Problems:
a – Reproduce word for word the stretch of the coral bleaching tutorial from "When you hover" through "interoperable, and reusable.".
b – In the coral bleaching tutorial, what does FAIR stand for?

Text:

Coral reefs are among the most sensitive ecosystems to climate change. In this tutorial, you’ll explore drone data from Lizard Island, captured before and after the 2024 mass coral bleaching event. You’ll use GeoNadir’s AI and vector tools to measure bleaching extent, coral mortality, and early signs of recovery. This activity demonstrates how remote sensing and AI can transform reef monitoring, replacing hours of underwater survey work with rapid, scalable insights from above.
This activity is based on the following open access research article
Getting started
1. Navigate to https://data.geonadir.com/myprojects
Note that your project interface will look different to this one!
2. Click "New project"
3. Click "Untitled" and change the project name to "Coral bleaching example [[Enter]]"
Adding data
4. Click the icon to add data.
5. Click "Search existing drone data"
6. Click the "Search" field and type "Lizard [[Enter]]"
7. Click "autel_lizard_northPoint_20240604_1345_20_8580"
When you hover over the name of a dataset, you will see the full name. Make sure that you pick the correct dataset. The name indicates that it was captured on 4 Jun 2024 at 1.45pm and at 20m altitude. The capture date is also listed to the top right of the card.
8. Click "North Point, Lizard Island (northern Great Barrier Reef) hi-res [0.8cm GSD] - 2024 mass coral bleaching event".
Again make sure that you select the correct dataset that has 0.8cm GSD in the name.
These datasets are provided free to use on the GeoNadir FAIR global map. FAIR stands for findable, accessible, interoperable, and reusable.
Because they were captured by different people, they have been named with different conventions.
9. Click "Add to project"
These datasets were captured before and after the peak of the 2024 bleaching event, allowing us to see immediate post-stress changes.
Enhancing data
10. Turn off the more recent June 2024 data to reveal the March data below.

Extracted data:
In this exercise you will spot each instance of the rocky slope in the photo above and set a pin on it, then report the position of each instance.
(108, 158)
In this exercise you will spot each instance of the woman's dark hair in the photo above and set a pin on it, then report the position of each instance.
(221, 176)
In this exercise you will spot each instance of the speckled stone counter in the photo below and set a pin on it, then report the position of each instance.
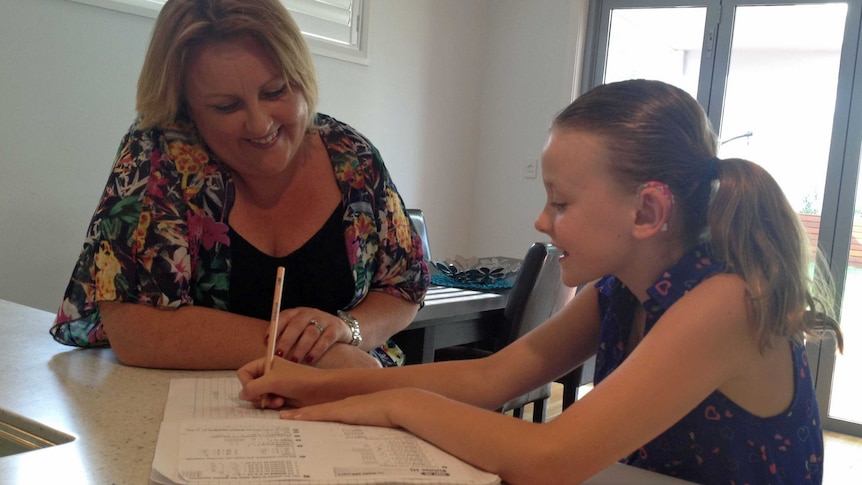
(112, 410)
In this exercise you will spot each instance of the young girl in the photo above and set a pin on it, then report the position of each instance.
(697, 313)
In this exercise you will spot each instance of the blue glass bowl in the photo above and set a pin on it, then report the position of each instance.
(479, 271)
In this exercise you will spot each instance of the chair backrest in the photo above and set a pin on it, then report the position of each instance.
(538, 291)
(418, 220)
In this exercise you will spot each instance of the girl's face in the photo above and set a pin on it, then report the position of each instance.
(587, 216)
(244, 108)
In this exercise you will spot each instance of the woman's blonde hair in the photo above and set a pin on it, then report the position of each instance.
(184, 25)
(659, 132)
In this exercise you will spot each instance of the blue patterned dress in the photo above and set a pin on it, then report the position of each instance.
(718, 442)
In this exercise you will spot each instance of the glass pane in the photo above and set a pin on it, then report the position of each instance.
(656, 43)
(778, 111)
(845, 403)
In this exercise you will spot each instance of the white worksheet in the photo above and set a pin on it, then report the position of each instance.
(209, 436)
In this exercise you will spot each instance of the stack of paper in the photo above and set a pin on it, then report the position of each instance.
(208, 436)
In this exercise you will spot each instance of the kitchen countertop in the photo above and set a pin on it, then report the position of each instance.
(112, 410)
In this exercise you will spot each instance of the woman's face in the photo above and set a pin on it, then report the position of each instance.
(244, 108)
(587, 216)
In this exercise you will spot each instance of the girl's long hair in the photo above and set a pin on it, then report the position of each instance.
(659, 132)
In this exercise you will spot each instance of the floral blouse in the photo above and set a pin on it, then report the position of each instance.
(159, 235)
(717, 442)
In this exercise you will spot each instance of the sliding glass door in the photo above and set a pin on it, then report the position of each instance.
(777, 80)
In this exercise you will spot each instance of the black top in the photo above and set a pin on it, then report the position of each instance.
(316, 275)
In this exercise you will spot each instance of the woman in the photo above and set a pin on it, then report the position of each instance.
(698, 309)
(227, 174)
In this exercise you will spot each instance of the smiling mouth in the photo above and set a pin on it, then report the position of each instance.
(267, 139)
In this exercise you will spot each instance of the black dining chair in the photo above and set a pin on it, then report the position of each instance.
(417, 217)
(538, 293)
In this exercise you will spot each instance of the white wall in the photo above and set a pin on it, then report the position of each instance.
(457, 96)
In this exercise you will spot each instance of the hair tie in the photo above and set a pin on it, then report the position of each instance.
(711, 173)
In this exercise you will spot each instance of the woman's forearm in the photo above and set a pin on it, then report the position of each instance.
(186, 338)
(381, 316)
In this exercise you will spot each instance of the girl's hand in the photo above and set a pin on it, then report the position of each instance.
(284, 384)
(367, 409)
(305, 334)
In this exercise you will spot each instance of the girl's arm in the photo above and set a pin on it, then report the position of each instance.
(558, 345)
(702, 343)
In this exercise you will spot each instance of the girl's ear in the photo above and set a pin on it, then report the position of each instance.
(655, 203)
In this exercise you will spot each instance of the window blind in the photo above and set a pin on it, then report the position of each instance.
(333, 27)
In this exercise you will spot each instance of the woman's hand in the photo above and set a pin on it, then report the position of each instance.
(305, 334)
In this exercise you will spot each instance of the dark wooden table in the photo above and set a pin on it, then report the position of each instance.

Set of answers:
a –
When you hover over the name of a dataset, you will see the full name. Make sure that you pick the correct dataset. The name indicates that it was captured on 4 Jun 2024 at 1.45pm and at 20m altitude. The capture date is also listed to the top right of the card.
8. Click "North Point, Lizard Island (northern Great Barrier Reef) hi-res [0.8cm GSD] - 2024 mass coral bleaching event".
Again make sure that you select the correct dataset that has 0.8cm GSD in the name.
These datasets are provided free to use on the GeoNadir FAIR global map. FAIR stands for findable, accessible, interoperable, and reusable.

b – Findable, accessible, interoperable, and reusable.